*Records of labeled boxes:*
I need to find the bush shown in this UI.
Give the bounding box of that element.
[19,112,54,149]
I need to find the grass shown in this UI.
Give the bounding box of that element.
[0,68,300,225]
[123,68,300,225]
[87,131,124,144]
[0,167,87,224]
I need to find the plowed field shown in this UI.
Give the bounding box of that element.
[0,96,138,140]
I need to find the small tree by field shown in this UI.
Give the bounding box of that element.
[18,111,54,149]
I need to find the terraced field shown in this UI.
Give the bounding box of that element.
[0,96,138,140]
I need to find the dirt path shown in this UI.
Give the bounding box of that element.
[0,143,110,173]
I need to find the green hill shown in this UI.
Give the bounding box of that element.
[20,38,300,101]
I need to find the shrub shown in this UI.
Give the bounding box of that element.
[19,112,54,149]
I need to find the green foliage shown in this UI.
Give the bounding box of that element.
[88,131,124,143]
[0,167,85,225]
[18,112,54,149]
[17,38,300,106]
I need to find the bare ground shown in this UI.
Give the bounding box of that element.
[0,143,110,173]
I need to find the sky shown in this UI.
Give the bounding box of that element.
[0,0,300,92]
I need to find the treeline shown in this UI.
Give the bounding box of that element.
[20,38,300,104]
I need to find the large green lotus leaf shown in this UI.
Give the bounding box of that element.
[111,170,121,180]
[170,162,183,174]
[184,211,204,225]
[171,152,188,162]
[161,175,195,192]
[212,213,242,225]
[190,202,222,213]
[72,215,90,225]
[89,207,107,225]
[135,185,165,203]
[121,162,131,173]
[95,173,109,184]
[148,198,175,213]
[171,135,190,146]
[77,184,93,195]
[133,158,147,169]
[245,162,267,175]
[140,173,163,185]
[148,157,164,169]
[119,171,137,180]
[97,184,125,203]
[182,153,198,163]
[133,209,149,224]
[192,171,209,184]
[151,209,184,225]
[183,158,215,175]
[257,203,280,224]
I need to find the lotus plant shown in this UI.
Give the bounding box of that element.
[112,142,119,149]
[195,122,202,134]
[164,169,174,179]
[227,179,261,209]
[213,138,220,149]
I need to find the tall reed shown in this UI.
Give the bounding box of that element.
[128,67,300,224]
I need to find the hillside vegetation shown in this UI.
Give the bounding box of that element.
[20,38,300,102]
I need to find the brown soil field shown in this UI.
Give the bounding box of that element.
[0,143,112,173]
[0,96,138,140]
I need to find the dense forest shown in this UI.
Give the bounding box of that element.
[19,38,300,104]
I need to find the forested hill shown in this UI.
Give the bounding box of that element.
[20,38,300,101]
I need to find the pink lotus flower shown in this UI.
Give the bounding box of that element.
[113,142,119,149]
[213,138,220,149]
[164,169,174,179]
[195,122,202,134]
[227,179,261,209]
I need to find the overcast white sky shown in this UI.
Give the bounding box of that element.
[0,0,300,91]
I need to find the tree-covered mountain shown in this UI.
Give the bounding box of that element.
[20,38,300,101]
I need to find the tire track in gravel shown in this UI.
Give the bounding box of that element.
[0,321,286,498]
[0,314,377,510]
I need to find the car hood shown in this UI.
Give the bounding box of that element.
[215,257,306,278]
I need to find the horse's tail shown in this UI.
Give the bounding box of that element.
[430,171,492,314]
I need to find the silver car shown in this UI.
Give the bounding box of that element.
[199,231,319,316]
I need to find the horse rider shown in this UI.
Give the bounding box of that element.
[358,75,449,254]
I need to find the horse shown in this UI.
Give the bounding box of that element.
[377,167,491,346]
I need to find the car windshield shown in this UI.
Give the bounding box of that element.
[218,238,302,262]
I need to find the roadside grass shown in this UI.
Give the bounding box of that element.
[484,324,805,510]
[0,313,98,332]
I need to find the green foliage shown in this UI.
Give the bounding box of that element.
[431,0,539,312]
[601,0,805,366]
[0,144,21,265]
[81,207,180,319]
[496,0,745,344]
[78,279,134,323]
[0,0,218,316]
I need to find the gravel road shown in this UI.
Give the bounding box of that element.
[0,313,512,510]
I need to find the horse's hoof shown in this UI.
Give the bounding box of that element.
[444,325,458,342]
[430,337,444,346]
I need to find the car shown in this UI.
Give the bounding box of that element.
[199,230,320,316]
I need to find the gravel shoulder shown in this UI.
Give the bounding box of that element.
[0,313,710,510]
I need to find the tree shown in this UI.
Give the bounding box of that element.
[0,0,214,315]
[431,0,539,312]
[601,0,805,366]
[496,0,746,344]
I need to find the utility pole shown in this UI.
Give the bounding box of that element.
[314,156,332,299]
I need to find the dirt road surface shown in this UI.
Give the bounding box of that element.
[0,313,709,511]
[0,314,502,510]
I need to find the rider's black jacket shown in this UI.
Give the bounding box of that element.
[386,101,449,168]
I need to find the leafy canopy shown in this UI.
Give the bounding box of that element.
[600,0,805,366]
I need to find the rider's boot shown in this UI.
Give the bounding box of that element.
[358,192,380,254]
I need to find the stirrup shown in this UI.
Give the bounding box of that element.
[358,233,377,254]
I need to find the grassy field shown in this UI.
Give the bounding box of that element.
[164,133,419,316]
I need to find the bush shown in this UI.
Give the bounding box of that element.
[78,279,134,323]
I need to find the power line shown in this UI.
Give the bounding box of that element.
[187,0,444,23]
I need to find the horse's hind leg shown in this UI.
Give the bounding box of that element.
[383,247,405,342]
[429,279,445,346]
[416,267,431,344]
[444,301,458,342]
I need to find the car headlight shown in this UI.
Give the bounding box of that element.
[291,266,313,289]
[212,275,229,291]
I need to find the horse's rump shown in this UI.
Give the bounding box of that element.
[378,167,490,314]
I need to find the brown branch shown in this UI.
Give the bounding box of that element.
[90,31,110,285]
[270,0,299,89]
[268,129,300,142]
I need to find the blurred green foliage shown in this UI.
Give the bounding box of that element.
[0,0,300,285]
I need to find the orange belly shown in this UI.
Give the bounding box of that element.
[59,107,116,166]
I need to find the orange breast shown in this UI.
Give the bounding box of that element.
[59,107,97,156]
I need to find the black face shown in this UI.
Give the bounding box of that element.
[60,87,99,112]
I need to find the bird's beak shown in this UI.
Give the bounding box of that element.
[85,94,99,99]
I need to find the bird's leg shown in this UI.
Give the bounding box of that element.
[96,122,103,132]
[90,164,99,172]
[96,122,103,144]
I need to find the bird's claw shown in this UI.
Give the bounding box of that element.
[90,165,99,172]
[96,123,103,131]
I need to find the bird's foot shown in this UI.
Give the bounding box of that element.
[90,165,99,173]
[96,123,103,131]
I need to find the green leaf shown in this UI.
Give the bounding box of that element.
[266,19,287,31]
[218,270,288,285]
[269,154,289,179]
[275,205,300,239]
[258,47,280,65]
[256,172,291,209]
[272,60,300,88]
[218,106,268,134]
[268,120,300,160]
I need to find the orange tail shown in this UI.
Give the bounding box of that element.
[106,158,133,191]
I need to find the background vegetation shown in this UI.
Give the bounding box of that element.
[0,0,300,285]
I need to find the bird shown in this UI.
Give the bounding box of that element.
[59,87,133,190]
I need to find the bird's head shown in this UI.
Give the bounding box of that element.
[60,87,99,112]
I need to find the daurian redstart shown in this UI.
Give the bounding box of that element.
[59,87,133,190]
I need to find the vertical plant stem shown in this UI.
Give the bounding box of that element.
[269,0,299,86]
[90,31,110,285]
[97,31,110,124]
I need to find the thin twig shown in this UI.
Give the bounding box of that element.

*Directions:*
Reproduce verbatim the stretch of the records above that runs from the line containing "I need to find the daurian" through the final line of the records, including both ends.

*Exercise output:*
I need to find the daurian redstart shown in this UI.
Give the bounding box of that element.
[59,87,133,190]
I need to find the vertical plant stem shown in this UI.
Give the bounding box of that element.
[269,0,299,86]
[90,31,110,285]
[97,31,110,124]
I need to find the thin twig shown in this UI.
Give the bounding box of that element.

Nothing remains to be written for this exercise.